-- SELECTED TEXT follows --
D.I.Y. Tamiflu for Kids: Pharmacists Cope With Shortage

Health officials urge pharmacists, and even parents, to take special measures.

ByABC News
November 4, 2009, 6:06 PM

Nov. 5, 2009— -- Parents who take their sick kids to the pharmacy expecting to get the child-friendly liquid version of the antiviral drug Tamiflu may be surprised to discover that their pharmacist is fresh out.

With the government having disbursed the last 234,000 courses of liquid Tamiflu from its strategic national stockpile last week, pharmacists across the country now find themselves staring down the barrel of a shortage of the version of the drug that they often prescribe to children who have difficulty swallowing pills.

"It's a real challenge nowadays," said Ron Keech, pharmacist at Village Green Apothecary in Bethesda, Md. "My understanding is that we can get about one bottle a month from the local wholesaler. [They're] kind of rationing it out so that at least some places have it, but it's enough for maybe one prescription."

Dr. Anne Schuchat, director of the National Center for Immunization and Respiratory Diseases for the U.S. Centers for Disease Control and Prevention, said Tuesday that options to get Tamiflu to the kids that need it still exist.

"There are capsules for children that are available in good supply," she said. "In addition, there's a way that pharmacies can convert capsules that adults get into liquid form for children, called compounding, and that's another way that we can expand availability."
-- SELECTED TEXT concluded --
-- DATA SEGMENT follows --
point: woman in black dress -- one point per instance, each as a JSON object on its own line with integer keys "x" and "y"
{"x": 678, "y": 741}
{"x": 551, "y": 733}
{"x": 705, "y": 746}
-- DATA SEGMENT concluded --
- [TASK STATEMENT]
Reproduce the passage of the Tamiflu shortage article that begins at "D.I.Y. Tamiflu for" and ends after "is fresh out.".

- [TASK RESPONSE]
D.I.Y. Tamiflu for Kids: Pharmacists Cope With Shortage

Health officials urge pharmacists, and even parents, to take special measures.

ByABC News
November 4, 2009, 6:06 PM

Nov. 5, 2009— -- Parents who take their sick kids to the pharmacy expecting to get the child-friendly liquid version of the antiviral drug Tamiflu may be surprised to discover that their pharmacist is fresh out.